→ Direction:
Convert each line of the rows below into a JSON list of strings, one string per line, skipping any blank lines. Leave the pictures out of the list.

→ Point labeling examples:
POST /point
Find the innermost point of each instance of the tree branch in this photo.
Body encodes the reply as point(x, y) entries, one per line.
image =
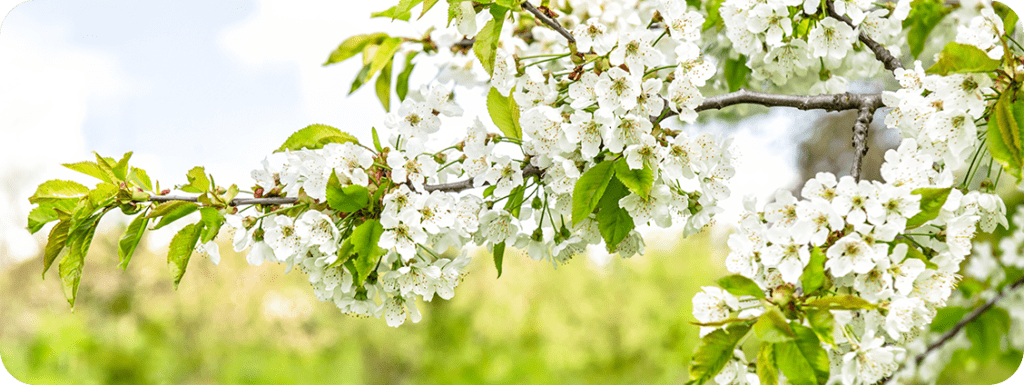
point(967, 319)
point(549, 22)
point(457, 186)
point(864, 117)
point(888, 59)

→ Task result:
[
  "POST /point",
  "Find the innermost point of each instance of the tree branch in this photo.",
  "Body encodes the reply as point(x, y) entries, one per line.",
  "image =",
  "point(967, 319)",
  "point(549, 22)",
  "point(457, 186)",
  "point(864, 117)",
  "point(888, 59)"
]